(Items from a labeling collection)
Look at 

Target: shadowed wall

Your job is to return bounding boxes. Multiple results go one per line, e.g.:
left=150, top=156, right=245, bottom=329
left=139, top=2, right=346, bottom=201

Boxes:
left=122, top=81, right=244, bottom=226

■ Problem details
Output each of the entries above again, word for word and unchanged.

■ Full solution
Look at 

Target: shadowed wall

Your job is to return bounding boxes. Multiple results go one per line, e.g.:
left=150, top=156, right=245, bottom=329
left=139, top=2, right=346, bottom=201

Boxes:
left=122, top=81, right=244, bottom=226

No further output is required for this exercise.